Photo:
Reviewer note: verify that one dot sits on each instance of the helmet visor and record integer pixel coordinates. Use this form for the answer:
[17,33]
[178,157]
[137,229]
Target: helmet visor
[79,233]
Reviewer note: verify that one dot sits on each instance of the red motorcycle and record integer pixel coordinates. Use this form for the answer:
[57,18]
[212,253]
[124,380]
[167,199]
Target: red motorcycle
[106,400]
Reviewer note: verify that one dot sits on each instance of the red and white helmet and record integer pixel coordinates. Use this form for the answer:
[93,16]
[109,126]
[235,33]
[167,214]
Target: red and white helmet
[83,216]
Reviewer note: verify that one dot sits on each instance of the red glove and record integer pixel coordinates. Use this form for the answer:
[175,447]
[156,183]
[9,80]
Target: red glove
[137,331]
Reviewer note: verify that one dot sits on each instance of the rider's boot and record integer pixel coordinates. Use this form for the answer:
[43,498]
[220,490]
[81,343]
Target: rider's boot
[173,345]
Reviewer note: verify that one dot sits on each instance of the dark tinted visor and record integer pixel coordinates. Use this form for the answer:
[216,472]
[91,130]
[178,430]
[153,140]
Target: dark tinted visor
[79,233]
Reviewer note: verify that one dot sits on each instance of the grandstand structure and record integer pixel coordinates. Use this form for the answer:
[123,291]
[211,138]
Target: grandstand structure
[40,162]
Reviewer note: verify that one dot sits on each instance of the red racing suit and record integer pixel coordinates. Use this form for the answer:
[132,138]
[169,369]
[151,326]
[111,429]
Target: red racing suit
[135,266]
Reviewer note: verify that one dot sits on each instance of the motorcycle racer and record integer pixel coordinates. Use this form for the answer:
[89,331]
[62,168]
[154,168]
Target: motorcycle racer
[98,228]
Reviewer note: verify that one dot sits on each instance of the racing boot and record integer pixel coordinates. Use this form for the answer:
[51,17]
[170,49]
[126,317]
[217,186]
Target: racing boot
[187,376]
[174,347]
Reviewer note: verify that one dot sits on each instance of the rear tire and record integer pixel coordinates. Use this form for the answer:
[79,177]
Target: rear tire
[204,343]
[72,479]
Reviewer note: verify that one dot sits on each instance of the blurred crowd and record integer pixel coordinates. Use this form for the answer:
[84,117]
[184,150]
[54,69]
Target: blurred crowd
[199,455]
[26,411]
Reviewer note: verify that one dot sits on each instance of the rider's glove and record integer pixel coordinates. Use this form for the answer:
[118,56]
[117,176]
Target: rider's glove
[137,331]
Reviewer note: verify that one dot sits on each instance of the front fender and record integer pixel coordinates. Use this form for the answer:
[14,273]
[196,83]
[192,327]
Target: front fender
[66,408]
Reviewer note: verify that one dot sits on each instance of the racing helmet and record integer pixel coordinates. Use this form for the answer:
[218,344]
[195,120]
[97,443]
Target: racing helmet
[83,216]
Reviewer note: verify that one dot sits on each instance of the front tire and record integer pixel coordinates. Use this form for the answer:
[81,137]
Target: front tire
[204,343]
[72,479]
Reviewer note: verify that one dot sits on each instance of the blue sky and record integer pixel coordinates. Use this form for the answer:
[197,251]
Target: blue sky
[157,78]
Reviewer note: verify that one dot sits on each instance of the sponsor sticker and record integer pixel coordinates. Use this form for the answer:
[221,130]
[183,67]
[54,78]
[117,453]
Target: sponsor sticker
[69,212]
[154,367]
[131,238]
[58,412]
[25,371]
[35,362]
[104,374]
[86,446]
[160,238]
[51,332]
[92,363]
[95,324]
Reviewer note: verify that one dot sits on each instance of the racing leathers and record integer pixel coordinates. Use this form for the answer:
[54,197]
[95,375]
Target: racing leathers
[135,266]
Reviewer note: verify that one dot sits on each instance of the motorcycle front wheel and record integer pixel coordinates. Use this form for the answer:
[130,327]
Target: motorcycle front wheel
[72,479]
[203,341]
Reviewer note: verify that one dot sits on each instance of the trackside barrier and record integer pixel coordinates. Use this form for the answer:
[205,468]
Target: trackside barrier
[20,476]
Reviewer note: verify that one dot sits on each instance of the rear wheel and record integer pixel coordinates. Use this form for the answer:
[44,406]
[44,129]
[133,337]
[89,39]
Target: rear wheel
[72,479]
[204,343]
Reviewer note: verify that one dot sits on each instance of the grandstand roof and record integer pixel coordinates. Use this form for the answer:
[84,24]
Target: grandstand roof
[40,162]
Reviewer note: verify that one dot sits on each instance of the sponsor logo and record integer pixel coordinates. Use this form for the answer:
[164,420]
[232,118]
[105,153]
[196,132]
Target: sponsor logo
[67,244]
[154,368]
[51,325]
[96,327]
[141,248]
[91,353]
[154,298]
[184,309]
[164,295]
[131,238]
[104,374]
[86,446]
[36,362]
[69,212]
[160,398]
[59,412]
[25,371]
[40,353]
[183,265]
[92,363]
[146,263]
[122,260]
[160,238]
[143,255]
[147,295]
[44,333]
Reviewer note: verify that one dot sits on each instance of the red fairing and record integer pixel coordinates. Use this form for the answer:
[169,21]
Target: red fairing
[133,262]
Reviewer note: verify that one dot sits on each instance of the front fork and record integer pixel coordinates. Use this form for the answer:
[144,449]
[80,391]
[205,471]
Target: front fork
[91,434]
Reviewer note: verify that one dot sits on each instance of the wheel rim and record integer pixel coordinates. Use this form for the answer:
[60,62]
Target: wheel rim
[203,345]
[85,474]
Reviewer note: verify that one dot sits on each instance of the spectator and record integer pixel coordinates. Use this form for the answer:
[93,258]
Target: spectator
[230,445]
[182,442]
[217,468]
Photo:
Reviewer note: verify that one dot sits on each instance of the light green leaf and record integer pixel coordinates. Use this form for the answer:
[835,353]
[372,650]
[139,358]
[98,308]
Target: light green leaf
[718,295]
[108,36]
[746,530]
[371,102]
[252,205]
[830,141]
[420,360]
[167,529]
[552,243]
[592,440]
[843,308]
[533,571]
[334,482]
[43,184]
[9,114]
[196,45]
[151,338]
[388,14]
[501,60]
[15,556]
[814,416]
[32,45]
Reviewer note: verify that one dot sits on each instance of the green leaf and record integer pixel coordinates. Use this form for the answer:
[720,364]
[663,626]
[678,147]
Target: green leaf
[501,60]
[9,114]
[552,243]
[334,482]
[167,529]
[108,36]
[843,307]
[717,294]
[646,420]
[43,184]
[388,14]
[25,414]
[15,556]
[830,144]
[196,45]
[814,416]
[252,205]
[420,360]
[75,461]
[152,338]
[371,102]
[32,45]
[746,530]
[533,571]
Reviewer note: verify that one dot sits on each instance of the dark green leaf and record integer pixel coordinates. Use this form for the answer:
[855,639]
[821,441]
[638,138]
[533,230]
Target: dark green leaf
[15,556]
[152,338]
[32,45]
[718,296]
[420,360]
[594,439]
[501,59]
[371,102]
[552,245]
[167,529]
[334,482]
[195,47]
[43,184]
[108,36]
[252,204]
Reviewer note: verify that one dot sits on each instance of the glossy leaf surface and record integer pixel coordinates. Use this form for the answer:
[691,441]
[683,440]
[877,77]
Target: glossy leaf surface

...

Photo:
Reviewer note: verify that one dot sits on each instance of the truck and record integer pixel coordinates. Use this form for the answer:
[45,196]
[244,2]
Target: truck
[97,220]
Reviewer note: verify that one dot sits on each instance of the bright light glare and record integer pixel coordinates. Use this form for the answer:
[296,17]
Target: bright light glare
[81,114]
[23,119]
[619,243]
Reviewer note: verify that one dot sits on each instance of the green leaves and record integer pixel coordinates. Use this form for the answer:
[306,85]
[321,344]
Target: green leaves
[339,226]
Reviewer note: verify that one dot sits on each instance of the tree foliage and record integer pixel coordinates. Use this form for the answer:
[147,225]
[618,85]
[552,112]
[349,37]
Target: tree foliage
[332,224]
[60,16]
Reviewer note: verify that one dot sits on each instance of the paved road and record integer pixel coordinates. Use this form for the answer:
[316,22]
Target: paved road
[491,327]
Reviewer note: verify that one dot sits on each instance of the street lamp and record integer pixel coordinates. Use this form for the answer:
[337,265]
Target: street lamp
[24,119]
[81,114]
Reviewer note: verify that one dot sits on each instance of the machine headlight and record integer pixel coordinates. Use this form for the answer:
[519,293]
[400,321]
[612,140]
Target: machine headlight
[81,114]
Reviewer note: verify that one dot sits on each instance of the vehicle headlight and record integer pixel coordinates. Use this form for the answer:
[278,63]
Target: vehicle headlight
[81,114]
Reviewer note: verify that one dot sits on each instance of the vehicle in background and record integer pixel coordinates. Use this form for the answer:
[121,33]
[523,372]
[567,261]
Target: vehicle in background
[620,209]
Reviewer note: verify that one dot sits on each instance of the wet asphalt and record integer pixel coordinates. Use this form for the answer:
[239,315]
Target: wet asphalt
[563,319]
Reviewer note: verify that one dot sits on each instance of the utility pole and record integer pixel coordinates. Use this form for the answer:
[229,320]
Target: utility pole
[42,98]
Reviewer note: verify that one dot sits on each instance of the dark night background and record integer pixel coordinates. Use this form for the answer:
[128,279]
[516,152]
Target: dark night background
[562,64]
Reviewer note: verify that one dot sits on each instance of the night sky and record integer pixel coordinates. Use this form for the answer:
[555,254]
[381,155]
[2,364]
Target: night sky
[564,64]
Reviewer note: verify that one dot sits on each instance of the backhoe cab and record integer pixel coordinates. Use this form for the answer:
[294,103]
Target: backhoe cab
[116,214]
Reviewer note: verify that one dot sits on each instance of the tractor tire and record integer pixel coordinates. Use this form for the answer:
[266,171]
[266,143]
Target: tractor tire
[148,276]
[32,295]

| WHAT YOU SHOULD DO |
For each line of the data that has the word "glossy", report that line.

| EXERCISE SOLUTION |
Reviewer note: verify that one dot sits on each instance of the glossy leaf surface and record integer pixel coordinates. Use this form for the answer:
Target: glossy leaf surface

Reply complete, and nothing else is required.